§ Actions to take:
[1] Copy, word for word, the part of the text on the Commission for Agricultural Costs and Prices that opens with the words containing "Roles and Responsibilities" and closes with "be inherently volatile.".
[2] Pick up the text on the Commission for Agricultural Costs and Prices after its final sentence and continue it.

§ Text section:
Commission for Agricultural Costs and Prices (CACP)
The Commission for Agricultural Costs and Prices (CACP), set up in 1965, is a decentralized agency
of the Government of India (GoI). It is an expert body that recommends the Minimum Support Prices
(MSPs) by taking into consideration various factors.
The Commission for Agricultural Costs and Prices (CACP) was initially known as the Agricultural
Prices Commission. It was renamed the Commission for Agricultural Costs and Prices in 1985.
 It is a statutory panel under the Ministry of Agriculture & Farmers’ Welfare, Government of
India.
 The CACP is an expert body that recommends the MSPs of the notified Kharif and Rabi
crops to the Cabinet Committee on Economic Affairs (CCEA).
 The objective of the Commission: The Commission was established to recommend
Minimum Support Prices (MSPs), to motivate cultivators and farmers to adopt the latest
technology in order to optimize the use of resources and increase productivity.
 However, its suggestions are not binding on the Government.
Commission for Agricultural Costs and Prices Composition
The CACP is currently composed of five people. It consists of:
1. A Chairman
2. Member Secretary
3. One Official Member
4. Two Non-Official Members
The two non-official members are usually representatives of the farming community and have an
active association with the farming community.
Roles and Responsibilities of CACP
The CACP plays a key role in handling market inefficiencies.
 It provides an assurance of a remunerative and stable price environment. This is important for
enhancing agricultural production and productivity since the marketplace for agricultural
produce tends to be inherently volatile.
 It helps the farmers obtain a fair price for their crops, even if the market situation is unstable,
thereby preventing the farmers from falling into the vicious cycle of debt.
 The Government sets the MSPs on the basis of the recommendations given by the committee.
The CACP currently recommends the MSPs for 23 commodities, which include seven grains,
five pulses, seven oilseeds, and four commercial crops.
 CACP submits its recommendations to the Government in the form of Price Policy
Reports each year. The reports consist of five categories of commodities namely Kharif
crops, Rabi crops, Sugarcane, Raw Jute, and Copra.
 The CACP, while recommending support prices for a commodity takes a comprehensive
overview of the entire structure of the economy of a particular commodity, and likely effects
of price policy on the rest of the economy.
 The Commission also makes surprise visits to States for on-the-spot assessment of the various
constraints that farmers face in marketing their products or in raising the yield of their crops.

How is the MSP determined?

The Minimum Support Price was first introduced by the Government in 1966-67 for Wheat in the
wake of the Green Revolution. It was introduced with the aim to save the farmers from depleting
profits.

 The Government buys the crops at the MSP if the prices go down after harvest. This helps the
farmers indirectly.
 The Government decides the MSP after taking into consideration the recommendations of the
CACP, the opinions of the State Governments and all the other relevant Ministries.
 The Price Support Scheme (PSS) for oilseeds and pulses is implemented by the Department
of Agriculture and Cooperation through the National Agricultural Cooperative Marketing
Federation of India (NAFED).

§ Data below:
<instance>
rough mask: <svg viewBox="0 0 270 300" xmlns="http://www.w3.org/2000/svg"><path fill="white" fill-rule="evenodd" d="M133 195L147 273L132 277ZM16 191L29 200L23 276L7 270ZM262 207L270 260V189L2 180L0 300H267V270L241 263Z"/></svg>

§ Written responses:
[1]
Roles and Responsibilities of CACP
The CACP plays a key role in handling market inefficiencies.
 It provides an assurance of a remunerative and stable price environment. This is important for
enhancing agricultural production and productivity since the marketplace for agricultural
produce tends to be inherently volatile.

[2]
 NAFED is the nodal procurement agency for oilseeds and pulses. Thus, when the prices of
oilseeds, cotton, and pulses fall below the MSP, NAFED purchases it from the farmers at
MSP.
 The procurement prices are usually announced at the beginning of the sowing season.
 This way, the CACP tends to have a very wide area of responsibility in the economic affairs
of the country.
Role of Food Corporation of India
The Food Corporation of India is one of the largest corporations established by the Indian government
and likely one of the largest supply chain management organisations in India. Its headquarters were
relocated from Chennai to New Delhi. The FCI purchases approximately 15 to 20% of India's wheat
output, as well as 12 to 15% of total rice output.
What is the Food Corporation of India?
 The Food Corporation of India (FCI) is a Public Sector Undertaking that reports to
the Ministry of Consumer Affairs, Food and Public Distribution.
 The Food Corporations Act of 1964 established the FCI as a statutory body in 1965.
 It was founded against the backdrop of a severe grain shortage, particularly wheat.
 Its primary responsibility is to buy, store, move/transport, distribute, and sell food grains and
other foodstuffs.
 FCI coordinates its functions through a nationwide network of offices, with headquarters in
New Delhi and five Zonal Offices, twenty-five Regional Offices, and 170 District Offices
under its command.
 Concurrently, the Commission for Agricultural Costs and Prices (CACP) was established
in 1965 to recommend fair prices to farmers.
Food Corporation of India - Objectives & Goals
The Food Corporation of India was established under the Food Corporation Act 1964 to achieve the
following Food Policy objectives:
 Price support operations that are effective in protecting farmers' interests.
 Food grain distribution throughout the country for the public distribution system.
 Maintaining a sufficient level of operational and buffer food grain stocks to ensure national
food security.
FCI's goals are as follows:
 To provide farmers with fair prices.
 Making food grains affordable, especially to the most vulnerable members of society.
 Keeping buffer stocks as a measure of food security.
 To intervene in the market in order to stabilize prices.
Role of Food Corporation of India
 FCI plays a critical role in ensuring food security.
 It entails maintaining a reasonable price to ensure that people of all income levels can buy
them, as well as purchasing grains from farmers who have a surplus at a standardised price to
avoid mismanagement.
 During its first decade, the FCI was at the forefront of India's quest for rice and wheat self-
sufficiency following the Green Revolution, managing grain procurement and stocking to
support a vast Public Distribution System (PDS).
 It has played an important role in India's food security since the Food Security Act was
passed.
 The main functions of FCI are effective price support operations to protect farmers' interests
by providing remunerative prices for their food grains and distribution of food grains
throughout the country via the Public Distribution System.
 To contribute to the transformation of crisis-oriented food security into a stable security
system that ensures the availability, accessibility, and affordability of food grains to all people
at all times, so that no one, nowhere, and at no time goes hungry.
 Ensure national food security by maintaining adequate operational buffer stocks of food
grains.
 Food grain distribution throughout the country for the Public Distribution System.
 Effective Price Support Operations to protect farmers' interests.
Functions of Food Corporation of India
Procurement
 Through the FCI and State Agencies, the Central Government provides price support for the
procurement of wheat, paddy, and coarse grains.
 All food grains that meet the prescribed specifications are purchased by public procurement
agencies at the Minimum Support Price (MSP) plus any announced incentive bonus.
 Procurement is done both directly and indirectly.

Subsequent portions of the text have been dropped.